[begin Rows]
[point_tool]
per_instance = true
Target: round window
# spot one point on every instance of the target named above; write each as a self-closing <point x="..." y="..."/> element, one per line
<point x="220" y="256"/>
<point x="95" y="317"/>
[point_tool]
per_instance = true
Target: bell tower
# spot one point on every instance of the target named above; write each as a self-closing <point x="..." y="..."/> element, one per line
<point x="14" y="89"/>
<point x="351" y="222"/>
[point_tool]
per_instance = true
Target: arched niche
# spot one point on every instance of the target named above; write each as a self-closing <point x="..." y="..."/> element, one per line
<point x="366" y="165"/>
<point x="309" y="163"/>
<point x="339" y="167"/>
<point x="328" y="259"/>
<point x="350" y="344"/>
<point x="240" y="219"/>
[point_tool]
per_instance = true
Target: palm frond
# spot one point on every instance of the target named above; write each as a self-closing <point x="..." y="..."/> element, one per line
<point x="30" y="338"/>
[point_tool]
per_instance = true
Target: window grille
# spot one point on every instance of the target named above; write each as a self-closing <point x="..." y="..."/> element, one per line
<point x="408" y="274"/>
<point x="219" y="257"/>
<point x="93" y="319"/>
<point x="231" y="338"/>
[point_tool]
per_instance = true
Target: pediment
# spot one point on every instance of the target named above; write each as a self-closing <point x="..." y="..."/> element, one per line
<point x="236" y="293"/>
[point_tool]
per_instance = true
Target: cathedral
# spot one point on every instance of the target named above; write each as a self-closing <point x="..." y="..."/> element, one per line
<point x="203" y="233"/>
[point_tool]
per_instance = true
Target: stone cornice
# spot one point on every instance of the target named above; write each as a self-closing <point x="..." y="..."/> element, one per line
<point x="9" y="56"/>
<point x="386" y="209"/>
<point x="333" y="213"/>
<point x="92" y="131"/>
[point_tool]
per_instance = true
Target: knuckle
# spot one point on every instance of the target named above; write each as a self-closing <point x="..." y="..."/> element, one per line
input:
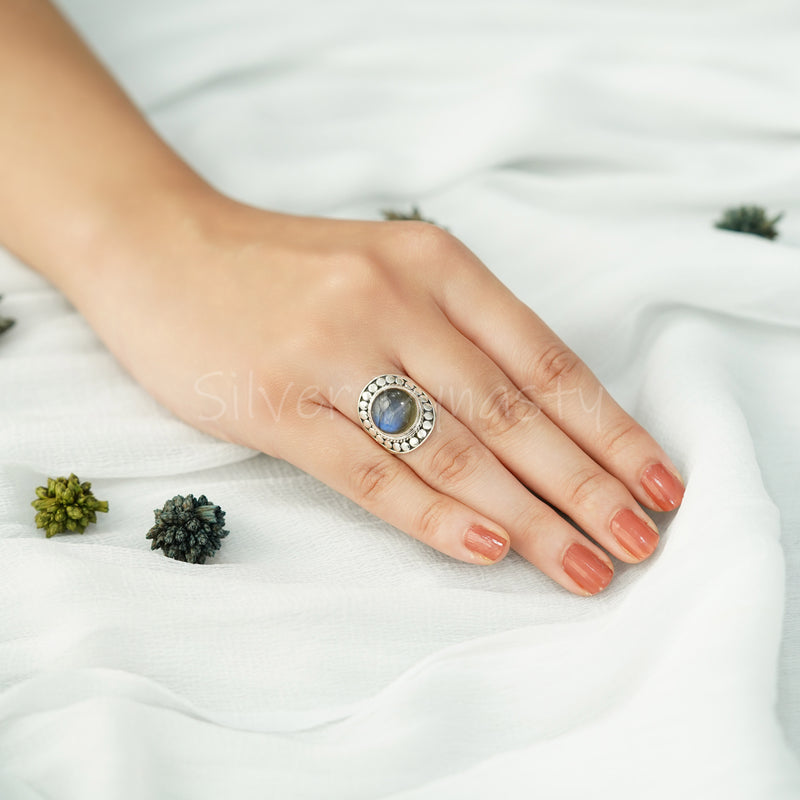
<point x="553" y="366"/>
<point x="429" y="521"/>
<point x="454" y="461"/>
<point x="371" y="481"/>
<point x="505" y="410"/>
<point x="584" y="485"/>
<point x="620" y="437"/>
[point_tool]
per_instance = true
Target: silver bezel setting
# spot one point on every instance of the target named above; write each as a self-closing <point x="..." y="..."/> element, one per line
<point x="422" y="426"/>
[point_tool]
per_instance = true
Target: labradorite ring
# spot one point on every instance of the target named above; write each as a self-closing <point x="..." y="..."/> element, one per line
<point x="396" y="412"/>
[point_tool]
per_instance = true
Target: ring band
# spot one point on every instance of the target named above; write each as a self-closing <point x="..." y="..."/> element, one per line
<point x="396" y="412"/>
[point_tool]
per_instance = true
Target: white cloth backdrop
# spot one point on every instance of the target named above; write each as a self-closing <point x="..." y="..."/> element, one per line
<point x="583" y="150"/>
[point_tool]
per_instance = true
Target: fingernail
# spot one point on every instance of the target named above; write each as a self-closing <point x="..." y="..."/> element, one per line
<point x="664" y="488"/>
<point x="487" y="544"/>
<point x="634" y="534"/>
<point x="586" y="569"/>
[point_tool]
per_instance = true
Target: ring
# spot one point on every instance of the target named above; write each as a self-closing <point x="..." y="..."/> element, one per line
<point x="396" y="412"/>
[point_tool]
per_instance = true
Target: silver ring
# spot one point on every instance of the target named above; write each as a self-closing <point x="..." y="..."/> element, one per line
<point x="396" y="412"/>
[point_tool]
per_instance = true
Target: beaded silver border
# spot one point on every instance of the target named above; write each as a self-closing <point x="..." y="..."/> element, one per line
<point x="418" y="433"/>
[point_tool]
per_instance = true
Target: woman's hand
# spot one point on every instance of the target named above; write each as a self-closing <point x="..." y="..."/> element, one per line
<point x="200" y="296"/>
<point x="263" y="329"/>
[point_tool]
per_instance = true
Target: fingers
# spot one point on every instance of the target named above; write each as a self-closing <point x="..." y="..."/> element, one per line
<point x="338" y="452"/>
<point x="454" y="463"/>
<point x="512" y="427"/>
<point x="536" y="360"/>
<point x="453" y="460"/>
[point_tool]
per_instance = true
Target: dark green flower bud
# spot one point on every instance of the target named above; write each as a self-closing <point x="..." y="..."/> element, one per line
<point x="188" y="529"/>
<point x="5" y="322"/>
<point x="749" y="219"/>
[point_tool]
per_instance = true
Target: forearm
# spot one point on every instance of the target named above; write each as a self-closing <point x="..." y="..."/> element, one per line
<point x="79" y="165"/>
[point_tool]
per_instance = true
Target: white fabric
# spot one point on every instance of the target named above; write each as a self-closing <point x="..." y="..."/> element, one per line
<point x="583" y="150"/>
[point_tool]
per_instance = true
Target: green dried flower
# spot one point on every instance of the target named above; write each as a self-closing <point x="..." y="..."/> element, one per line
<point x="414" y="214"/>
<point x="187" y="529"/>
<point x="749" y="219"/>
<point x="66" y="504"/>
<point x="5" y="322"/>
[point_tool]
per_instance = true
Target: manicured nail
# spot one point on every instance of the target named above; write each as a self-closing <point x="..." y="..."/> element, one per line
<point x="634" y="534"/>
<point x="586" y="569"/>
<point x="487" y="544"/>
<point x="664" y="488"/>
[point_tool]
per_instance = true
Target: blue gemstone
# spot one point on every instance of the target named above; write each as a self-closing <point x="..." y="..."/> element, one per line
<point x="394" y="411"/>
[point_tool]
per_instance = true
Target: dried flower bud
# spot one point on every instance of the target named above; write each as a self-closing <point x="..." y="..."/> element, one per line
<point x="187" y="529"/>
<point x="66" y="504"/>
<point x="749" y="219"/>
<point x="5" y="322"/>
<point x="414" y="214"/>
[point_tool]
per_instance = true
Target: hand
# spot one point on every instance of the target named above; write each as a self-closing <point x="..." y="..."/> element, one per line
<point x="264" y="328"/>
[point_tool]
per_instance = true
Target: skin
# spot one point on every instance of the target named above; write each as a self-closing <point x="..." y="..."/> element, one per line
<point x="200" y="296"/>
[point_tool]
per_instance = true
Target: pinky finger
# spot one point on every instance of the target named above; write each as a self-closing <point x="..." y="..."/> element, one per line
<point x="380" y="482"/>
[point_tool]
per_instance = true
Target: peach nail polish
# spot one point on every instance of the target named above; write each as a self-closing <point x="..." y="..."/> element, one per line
<point x="664" y="488"/>
<point x="485" y="543"/>
<point x="586" y="569"/>
<point x="634" y="534"/>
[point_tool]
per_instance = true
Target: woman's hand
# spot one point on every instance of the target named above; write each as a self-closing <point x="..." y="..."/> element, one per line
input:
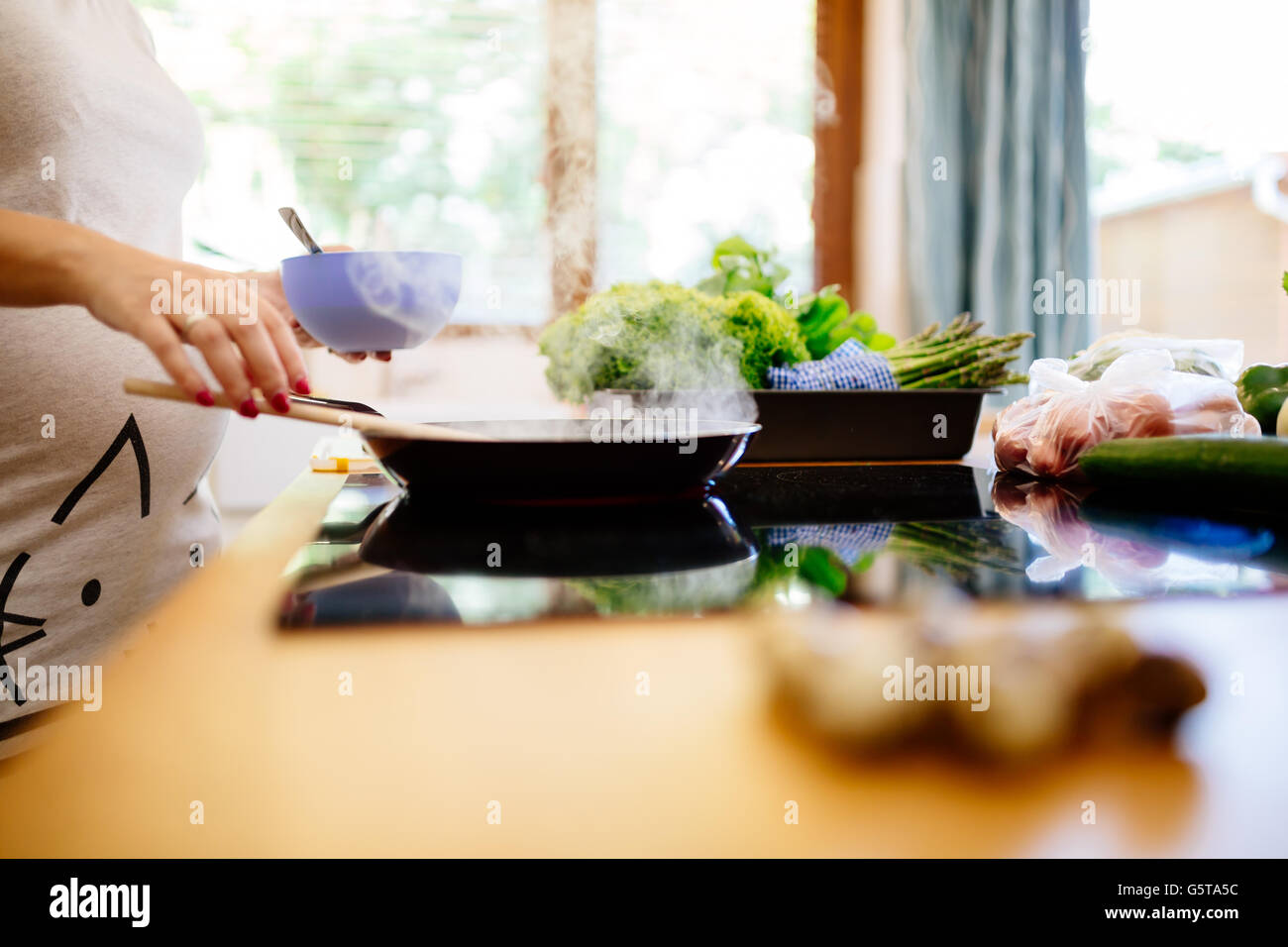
<point x="230" y="317"/>
<point x="270" y="287"/>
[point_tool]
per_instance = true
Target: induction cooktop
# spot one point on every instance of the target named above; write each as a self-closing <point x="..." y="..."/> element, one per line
<point x="866" y="535"/>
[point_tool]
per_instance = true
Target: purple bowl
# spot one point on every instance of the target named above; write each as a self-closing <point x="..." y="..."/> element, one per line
<point x="373" y="300"/>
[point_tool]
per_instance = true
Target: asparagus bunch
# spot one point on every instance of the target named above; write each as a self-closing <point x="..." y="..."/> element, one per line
<point x="954" y="357"/>
<point x="957" y="548"/>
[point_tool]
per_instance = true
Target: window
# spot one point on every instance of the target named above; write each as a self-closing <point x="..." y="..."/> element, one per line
<point x="1188" y="137"/>
<point x="424" y="124"/>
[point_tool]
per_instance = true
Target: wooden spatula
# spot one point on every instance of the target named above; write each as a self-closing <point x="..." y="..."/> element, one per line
<point x="368" y="424"/>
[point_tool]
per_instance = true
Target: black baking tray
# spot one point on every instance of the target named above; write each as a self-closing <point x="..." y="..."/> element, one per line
<point x="919" y="424"/>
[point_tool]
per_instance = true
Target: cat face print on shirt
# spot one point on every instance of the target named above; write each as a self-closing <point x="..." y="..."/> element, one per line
<point x="18" y="630"/>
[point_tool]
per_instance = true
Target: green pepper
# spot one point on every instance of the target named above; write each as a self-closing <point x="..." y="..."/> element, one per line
<point x="1262" y="390"/>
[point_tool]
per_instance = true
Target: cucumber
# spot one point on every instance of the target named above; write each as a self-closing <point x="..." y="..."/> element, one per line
<point x="1228" y="471"/>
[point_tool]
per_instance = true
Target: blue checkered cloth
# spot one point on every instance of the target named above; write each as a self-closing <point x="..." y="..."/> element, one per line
<point x="848" y="368"/>
<point x="848" y="540"/>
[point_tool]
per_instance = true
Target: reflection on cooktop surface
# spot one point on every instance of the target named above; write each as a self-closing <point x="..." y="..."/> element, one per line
<point x="863" y="534"/>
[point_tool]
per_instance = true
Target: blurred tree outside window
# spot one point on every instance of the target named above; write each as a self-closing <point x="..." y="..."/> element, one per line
<point x="421" y="124"/>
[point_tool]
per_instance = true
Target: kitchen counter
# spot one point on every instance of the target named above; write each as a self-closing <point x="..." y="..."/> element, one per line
<point x="446" y="728"/>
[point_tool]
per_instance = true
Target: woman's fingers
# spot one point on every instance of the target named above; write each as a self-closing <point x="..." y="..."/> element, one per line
<point x="262" y="359"/>
<point x="159" y="335"/>
<point x="215" y="346"/>
<point x="287" y="351"/>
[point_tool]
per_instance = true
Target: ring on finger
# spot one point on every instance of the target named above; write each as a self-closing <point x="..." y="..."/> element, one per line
<point x="193" y="318"/>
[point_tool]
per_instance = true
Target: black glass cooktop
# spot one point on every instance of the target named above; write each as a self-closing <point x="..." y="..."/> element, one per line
<point x="862" y="534"/>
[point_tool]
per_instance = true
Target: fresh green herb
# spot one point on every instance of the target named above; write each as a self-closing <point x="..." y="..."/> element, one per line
<point x="824" y="317"/>
<point x="665" y="337"/>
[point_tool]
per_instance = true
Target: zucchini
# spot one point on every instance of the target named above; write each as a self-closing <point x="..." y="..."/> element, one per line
<point x="1227" y="471"/>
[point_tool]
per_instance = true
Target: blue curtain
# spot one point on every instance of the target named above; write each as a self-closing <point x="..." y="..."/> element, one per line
<point x="996" y="175"/>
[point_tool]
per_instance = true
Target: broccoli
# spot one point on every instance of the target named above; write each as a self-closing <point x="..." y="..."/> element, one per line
<point x="665" y="337"/>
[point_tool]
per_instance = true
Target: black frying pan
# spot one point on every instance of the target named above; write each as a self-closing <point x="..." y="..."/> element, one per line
<point x="548" y="460"/>
<point x="524" y="462"/>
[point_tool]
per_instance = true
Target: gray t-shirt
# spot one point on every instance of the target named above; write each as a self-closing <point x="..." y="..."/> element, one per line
<point x="102" y="495"/>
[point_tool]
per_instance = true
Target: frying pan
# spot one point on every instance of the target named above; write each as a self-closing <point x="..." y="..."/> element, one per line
<point x="522" y="462"/>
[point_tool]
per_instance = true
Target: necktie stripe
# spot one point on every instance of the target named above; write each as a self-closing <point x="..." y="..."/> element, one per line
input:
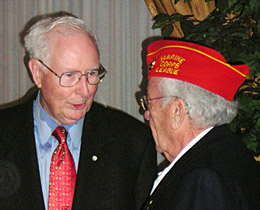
<point x="62" y="174"/>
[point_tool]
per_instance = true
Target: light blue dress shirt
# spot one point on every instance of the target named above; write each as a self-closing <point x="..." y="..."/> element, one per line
<point x="44" y="125"/>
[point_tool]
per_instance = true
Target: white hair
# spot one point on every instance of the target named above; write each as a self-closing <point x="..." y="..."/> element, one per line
<point x="36" y="39"/>
<point x="204" y="107"/>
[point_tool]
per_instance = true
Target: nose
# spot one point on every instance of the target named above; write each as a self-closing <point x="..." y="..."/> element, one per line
<point x="82" y="88"/>
<point x="147" y="115"/>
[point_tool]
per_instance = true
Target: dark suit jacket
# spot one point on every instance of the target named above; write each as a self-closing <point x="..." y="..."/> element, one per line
<point x="121" y="177"/>
<point x="216" y="173"/>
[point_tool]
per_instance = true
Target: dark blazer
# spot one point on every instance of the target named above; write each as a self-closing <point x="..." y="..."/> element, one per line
<point x="216" y="173"/>
<point x="120" y="178"/>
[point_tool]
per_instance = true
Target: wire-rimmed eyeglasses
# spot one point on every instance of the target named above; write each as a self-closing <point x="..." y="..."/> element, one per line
<point x="70" y="79"/>
<point x="145" y="101"/>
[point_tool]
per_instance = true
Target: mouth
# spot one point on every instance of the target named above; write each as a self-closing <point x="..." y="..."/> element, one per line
<point x="79" y="106"/>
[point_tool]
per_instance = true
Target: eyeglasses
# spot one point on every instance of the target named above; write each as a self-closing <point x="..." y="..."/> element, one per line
<point x="145" y="101"/>
<point x="70" y="79"/>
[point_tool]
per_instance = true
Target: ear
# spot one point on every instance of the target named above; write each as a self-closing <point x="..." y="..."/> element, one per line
<point x="36" y="71"/>
<point x="178" y="112"/>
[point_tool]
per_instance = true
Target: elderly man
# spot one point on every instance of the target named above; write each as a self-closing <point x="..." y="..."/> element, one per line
<point x="61" y="149"/>
<point x="189" y="99"/>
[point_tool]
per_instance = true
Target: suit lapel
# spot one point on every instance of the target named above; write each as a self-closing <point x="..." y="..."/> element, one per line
<point x="187" y="161"/>
<point x="95" y="136"/>
<point x="26" y="160"/>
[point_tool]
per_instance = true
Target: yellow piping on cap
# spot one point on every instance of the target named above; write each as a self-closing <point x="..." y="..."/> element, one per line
<point x="198" y="51"/>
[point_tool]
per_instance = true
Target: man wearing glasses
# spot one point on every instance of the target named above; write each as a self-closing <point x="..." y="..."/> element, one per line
<point x="189" y="102"/>
<point x="63" y="150"/>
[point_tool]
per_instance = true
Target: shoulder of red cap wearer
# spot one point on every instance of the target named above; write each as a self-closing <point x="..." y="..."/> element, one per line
<point x="157" y="46"/>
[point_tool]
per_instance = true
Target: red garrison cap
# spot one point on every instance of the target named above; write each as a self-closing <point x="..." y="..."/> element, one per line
<point x="195" y="64"/>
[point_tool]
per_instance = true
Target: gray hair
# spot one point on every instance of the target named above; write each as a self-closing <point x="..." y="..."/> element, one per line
<point x="204" y="107"/>
<point x="36" y="40"/>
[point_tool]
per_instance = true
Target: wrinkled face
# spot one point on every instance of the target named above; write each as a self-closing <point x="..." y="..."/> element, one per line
<point x="158" y="118"/>
<point x="71" y="52"/>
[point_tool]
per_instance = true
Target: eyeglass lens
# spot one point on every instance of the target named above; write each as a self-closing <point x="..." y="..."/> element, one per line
<point x="72" y="78"/>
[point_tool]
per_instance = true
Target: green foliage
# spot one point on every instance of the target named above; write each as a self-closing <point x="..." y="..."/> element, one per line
<point x="233" y="29"/>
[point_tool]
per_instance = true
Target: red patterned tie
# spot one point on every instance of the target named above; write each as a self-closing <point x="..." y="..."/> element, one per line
<point x="62" y="174"/>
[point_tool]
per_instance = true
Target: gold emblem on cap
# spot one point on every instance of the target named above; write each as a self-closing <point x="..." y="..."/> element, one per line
<point x="151" y="65"/>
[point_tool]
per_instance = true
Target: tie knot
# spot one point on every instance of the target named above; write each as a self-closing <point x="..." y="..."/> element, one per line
<point x="60" y="133"/>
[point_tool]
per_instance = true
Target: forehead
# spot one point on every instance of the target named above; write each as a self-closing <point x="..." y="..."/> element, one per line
<point x="153" y="87"/>
<point x="77" y="47"/>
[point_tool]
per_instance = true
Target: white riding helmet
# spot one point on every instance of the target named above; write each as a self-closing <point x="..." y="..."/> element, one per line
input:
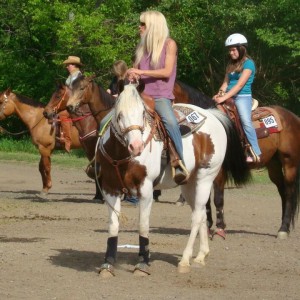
<point x="236" y="39"/>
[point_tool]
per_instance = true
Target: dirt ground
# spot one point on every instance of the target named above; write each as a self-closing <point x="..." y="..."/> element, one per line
<point x="52" y="248"/>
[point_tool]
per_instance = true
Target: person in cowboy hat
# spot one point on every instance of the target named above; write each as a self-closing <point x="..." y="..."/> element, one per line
<point x="72" y="64"/>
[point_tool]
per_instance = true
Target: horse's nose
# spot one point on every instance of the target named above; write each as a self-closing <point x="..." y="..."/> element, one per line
<point x="70" y="108"/>
<point x="136" y="147"/>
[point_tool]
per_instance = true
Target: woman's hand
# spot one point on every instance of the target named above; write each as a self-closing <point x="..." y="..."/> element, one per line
<point x="134" y="74"/>
<point x="219" y="99"/>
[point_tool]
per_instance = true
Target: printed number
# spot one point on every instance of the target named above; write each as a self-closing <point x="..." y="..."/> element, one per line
<point x="270" y="121"/>
<point x="194" y="117"/>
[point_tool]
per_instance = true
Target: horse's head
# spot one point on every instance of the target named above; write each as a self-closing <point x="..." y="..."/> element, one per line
<point x="5" y="109"/>
<point x="81" y="92"/>
<point x="129" y="119"/>
<point x="58" y="101"/>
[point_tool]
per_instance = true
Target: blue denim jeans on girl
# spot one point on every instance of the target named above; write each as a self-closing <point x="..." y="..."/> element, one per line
<point x="164" y="108"/>
<point x="243" y="104"/>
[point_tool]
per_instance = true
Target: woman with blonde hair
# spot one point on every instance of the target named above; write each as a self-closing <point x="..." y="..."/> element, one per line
<point x="156" y="63"/>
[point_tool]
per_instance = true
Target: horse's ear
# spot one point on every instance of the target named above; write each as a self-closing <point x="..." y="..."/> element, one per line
<point x="92" y="77"/>
<point x="120" y="86"/>
<point x="59" y="84"/>
<point x="140" y="88"/>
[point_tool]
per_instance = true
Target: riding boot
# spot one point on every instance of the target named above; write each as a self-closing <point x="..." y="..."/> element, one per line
<point x="66" y="127"/>
<point x="179" y="172"/>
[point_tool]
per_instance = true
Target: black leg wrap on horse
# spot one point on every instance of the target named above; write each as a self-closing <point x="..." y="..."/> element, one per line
<point x="144" y="253"/>
<point x="111" y="250"/>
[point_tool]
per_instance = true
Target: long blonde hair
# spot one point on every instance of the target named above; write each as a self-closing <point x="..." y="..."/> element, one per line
<point x="120" y="69"/>
<point x="155" y="35"/>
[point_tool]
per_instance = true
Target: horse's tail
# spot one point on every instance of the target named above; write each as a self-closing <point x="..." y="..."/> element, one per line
<point x="234" y="165"/>
<point x="296" y="198"/>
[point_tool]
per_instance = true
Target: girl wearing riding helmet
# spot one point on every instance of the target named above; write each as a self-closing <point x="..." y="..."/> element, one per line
<point x="237" y="84"/>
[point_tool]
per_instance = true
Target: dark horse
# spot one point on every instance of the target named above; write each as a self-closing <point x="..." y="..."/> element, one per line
[end Rows]
## Aim
Gather every line of the listing that contains the string "cloth", paying attention to case.

## Solution
Target: white cloth backdrop
Target: blue checkered cloth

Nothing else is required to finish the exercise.